## O QUE FAZER:
Enumere todos os acontecimentos de 2007 que o texto fornecido abaixo refere na frase que começa por "O terrível Massacre de Virginia Tech".

## TEXTO FORNECIDO:
★ ★ ★

Permitam-me a indulgência de uma pequena viagem no tempo. Estávamos no esquizofrénico e atarefado ano de 2007 quando tudo começou.
O terrível Massacre de Virginia Tech tinha arrasado o mundo, o Futebol Clube do Pinto da Costa preparava-se para conquistar um novo campeonato, a pequena Maddie McCann não deixou rasto na praia da Luz, o primeiro episódio de Mad Men foi para o ar na AMC, o Cavaco já era a nossa múmi...Presidente, a Britney Spears rapou o cabelo e um filme protagonizado por Will Smith previu o futuro.
Todos estes são temas merecedoras de extensas teses de investigação, particularmente o colapso emocional da um dia considerada Princesa da Pop, mas para efeitos de eficácia e proximidade ao tema, vamos focar-nos no último.
Em “I am Legend”, Smith é um sobrevivente de um apocalipse em Nova Iorque, e algures na cidade destroçada pode ser visto um enorme billboard com um logótipo de Batman Vs. Superman datado de 15-05-2010. O peculiar easter egg nada mais significou do que um mero exercício de divertida futurologia, mas curiosamente, em pleno 2016, o saldo de apocalipses alimentado por criaturas de péssimo CGI continua felizmente negativo, contudo, a titânica profecia cinematográfica concretiza-se com o atraso e toda a pompa e circunstância que lhe seria adivinhada.
Cronologicamente falando, “Batman V. Superman: Dawn of Justice” é apenas o segundo filme na cronologia do Universo Cinematográfico da DC Comics, seguindo de muito perto os acontecimentos do primeiro – “Man of Steel” (2013). Abre-se o pano com a célebre, (anti)climática e estupidamente destrutiva batalha de Super-Homem contra o General Zod vista pelo ponto de vista de Bruce Wayne – e as semelhanças com uma espécie de 11 de setembro à vista do Ground Zero não são totalmente inocentes.

★ ★ ★

## LINHAS DE DADOS:
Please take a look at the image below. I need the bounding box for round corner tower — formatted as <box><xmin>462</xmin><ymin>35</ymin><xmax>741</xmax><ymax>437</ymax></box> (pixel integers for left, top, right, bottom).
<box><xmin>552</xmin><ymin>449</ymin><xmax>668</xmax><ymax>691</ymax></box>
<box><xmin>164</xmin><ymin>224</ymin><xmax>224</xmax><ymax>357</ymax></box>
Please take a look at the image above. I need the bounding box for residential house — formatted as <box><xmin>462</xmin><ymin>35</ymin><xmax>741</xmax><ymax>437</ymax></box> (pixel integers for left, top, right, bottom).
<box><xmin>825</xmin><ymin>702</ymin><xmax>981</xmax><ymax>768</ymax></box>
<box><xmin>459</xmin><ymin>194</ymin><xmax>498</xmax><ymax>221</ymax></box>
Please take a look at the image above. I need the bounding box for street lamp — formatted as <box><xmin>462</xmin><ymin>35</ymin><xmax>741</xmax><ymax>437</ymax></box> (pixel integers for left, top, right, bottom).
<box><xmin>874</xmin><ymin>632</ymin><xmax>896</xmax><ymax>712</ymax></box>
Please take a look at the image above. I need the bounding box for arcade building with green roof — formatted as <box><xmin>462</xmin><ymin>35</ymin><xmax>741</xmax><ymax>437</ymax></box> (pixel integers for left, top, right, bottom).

★ ★ ★

## RESPOSTA ESCRITA:
- O Massacre de Virginia Tech arrasou o mundo.
- O Futebol Clube do Pinto da Costa preparava-se para conquistar um novo campeonato.
- A pequena Maddie McCann não deixou rasto na praia da Luz.
- O primeiro episódio de Mad Men foi para o ar na AMC.
- O Cavaco já era Presidente.
- A Britney Spears rapou o cabelo.
- Um filme protagonizado por Will Smith previu o futuro.